What the task requires: The whole listing below needs to be retyped without a single change.

Input data:
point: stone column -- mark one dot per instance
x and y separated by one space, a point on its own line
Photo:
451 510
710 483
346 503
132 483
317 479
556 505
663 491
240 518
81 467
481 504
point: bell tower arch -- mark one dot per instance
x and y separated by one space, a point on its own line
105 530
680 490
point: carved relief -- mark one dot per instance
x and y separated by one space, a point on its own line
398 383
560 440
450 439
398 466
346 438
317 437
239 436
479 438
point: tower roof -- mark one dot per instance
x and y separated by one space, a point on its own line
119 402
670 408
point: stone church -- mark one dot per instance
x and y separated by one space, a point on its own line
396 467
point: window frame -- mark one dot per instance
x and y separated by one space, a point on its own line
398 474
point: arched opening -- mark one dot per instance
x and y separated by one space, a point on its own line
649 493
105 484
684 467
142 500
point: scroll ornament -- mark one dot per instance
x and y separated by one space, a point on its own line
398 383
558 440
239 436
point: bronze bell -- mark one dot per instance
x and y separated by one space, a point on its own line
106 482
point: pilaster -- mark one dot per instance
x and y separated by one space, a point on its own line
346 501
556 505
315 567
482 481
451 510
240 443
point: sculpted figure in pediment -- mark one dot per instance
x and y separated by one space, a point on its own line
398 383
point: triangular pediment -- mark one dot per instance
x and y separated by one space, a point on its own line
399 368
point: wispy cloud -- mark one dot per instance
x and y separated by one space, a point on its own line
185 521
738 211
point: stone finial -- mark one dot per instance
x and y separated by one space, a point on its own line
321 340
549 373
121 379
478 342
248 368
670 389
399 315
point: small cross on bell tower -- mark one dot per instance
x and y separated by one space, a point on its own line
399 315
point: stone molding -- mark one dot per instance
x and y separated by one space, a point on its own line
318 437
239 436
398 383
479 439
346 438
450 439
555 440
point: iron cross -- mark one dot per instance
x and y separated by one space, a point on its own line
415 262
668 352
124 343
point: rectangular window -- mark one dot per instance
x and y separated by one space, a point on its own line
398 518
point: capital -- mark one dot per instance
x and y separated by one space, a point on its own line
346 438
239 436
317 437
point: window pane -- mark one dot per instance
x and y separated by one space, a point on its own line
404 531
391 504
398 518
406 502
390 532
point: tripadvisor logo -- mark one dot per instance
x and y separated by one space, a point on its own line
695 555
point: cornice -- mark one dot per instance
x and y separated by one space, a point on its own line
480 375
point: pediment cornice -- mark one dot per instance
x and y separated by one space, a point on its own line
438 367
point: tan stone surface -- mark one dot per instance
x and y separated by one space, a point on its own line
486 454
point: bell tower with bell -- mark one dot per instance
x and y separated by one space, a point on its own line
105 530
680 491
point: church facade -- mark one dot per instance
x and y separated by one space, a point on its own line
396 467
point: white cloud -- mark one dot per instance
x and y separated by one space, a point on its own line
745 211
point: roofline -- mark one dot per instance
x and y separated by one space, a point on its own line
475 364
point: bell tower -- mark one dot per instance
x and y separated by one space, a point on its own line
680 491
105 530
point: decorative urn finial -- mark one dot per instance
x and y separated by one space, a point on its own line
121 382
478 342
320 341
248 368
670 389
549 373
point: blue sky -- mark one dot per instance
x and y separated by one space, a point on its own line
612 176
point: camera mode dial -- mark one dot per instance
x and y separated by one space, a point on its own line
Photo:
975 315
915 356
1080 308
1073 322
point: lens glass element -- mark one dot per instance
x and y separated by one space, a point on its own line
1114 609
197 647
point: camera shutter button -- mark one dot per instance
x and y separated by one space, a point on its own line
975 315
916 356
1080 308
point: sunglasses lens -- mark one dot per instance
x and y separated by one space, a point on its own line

Result:
point: stone column -- mark one dot per instance
x and y separated by one space, a point on its own line
Photo:
451 510
710 483
346 503
132 483
317 479
556 505
663 491
240 518
81 467
481 504
point: bell tower arch -- mark one dot per instance
x and y separated by one space, a point on its own line
105 530
680 490
point: carved relief -- mark one dot per instance
x and y separated by one space, a point on its own line
398 383
560 440
450 439
398 466
346 438
317 437
239 436
479 438
point: tower roof -- mark one dot per instance
x and y separated by one space, a point on its own line
119 402
670 408
point: stone church -- mark one dot per instance
x and y separated by one space, a point on its own line
396 467
point: window frame -- mark one dot per instance
x and y separated by one space, a point on its own line
398 474
point: arched opening -- mark one dot per instance
x and y separated by one space, a point on its own line
649 493
105 484
684 467
142 500
point: scroll ornament -- mark one dot per instance
x and y separated by one space, a point on its own line
398 383
558 440
239 436
point: bronze bell -- mark one dot per instance
x and y separated by one space, a point on its own line
106 482
point: pilaster -- mark one dot per instance
x and y separated by one space, a point on its own line
346 501
556 505
315 567
482 481
451 510
240 443
point: sculpted figure in pediment -- mark one dot per instance
x and y separated by one space, a point on its own line
398 383
point: triangular pediment -- mark one dot per instance
x and y separated by one space, a point on its own line
399 368
point: wispy cloud -- mark one dot per instance
x and y separated by one space, a point on its own line
185 521
738 211
point: stone finial -- mark one dot per instance
x and y separated by one space, a point on its own line
321 340
549 373
121 379
478 342
248 368
670 389
399 315
point: small cross on bell tower -- mark one dot per instance
x and y separated by one space, a point on its own line
399 315
point: stone molding -- mark one dot per instance
x and y separated by one space, a point on its own line
318 437
239 436
398 383
479 439
346 438
450 439
555 440
point: iron cross -- mark one dot per instance
x and y separated by one space, a point on its own line
415 262
668 352
124 343
point: rectangular window -- mark one dot per instance
x and y separated by one space, a point on its own line
398 518
point: capital -- mark one dot per instance
x and y separated by one space, a point on its own line
346 438
239 436
317 437
point: window pane -- mark one dot per instance
x and y separated by one space, a point on its own line
404 531
391 504
398 518
406 502
390 532
point: tripadvisor logo -- mark one dot per instance
x and y separated by one space, a point on its own line
695 555
point: cornice -- mark one dot per instance
x and y separated by one space, a point on its own line
480 375
point: pediment cornice -- mark one dot per instance
x and y separated by one space, a point on its own line
438 367
point: tan stone surface -- mark one dot per instance
x and y separated by one space, a point on its own line
486 454
point: bell tower with bell -- mark one dot per instance
x and y separated by one space, a point on its own line
105 530
680 491
point: church facade -- mark one dot per instance
x and y separated by one space, a point on its own line
396 467
point: white cloud -- mark one dot per instance
x and y separated by one space, a point on its own line
745 211
point: roofline -- mark one dot per instance
x and y separated by one space, a point on its own line
475 364
point: bell tower -- mark one dot per instance
x and y separated by one space, a point on its own line
680 491
105 530
point: decorative urn finial -- mark one dot per instance
x and y separated by one space, a point on its own line
121 382
478 342
320 341
248 368
670 389
549 373
point: blue sky -- mark one dot per instance
x and y separated by one space, a point on its own line
612 176
point: camera mode dial -- mark one dot per instance
x and y separated by one space, a point on its own line
Photo:
975 315
915 356
1080 308
1073 322
point: lens glass element -- mark one dot per instance
x and y separated by one space, a point on its own line
1114 609
197 647
point: camera shutter button -- mark one dot per instance
x and y separated by one space, a point on its own line
975 315
916 356
1080 308
point: sunglasses lens -- mark one dot per instance
x and y separated by one space, a point on its own line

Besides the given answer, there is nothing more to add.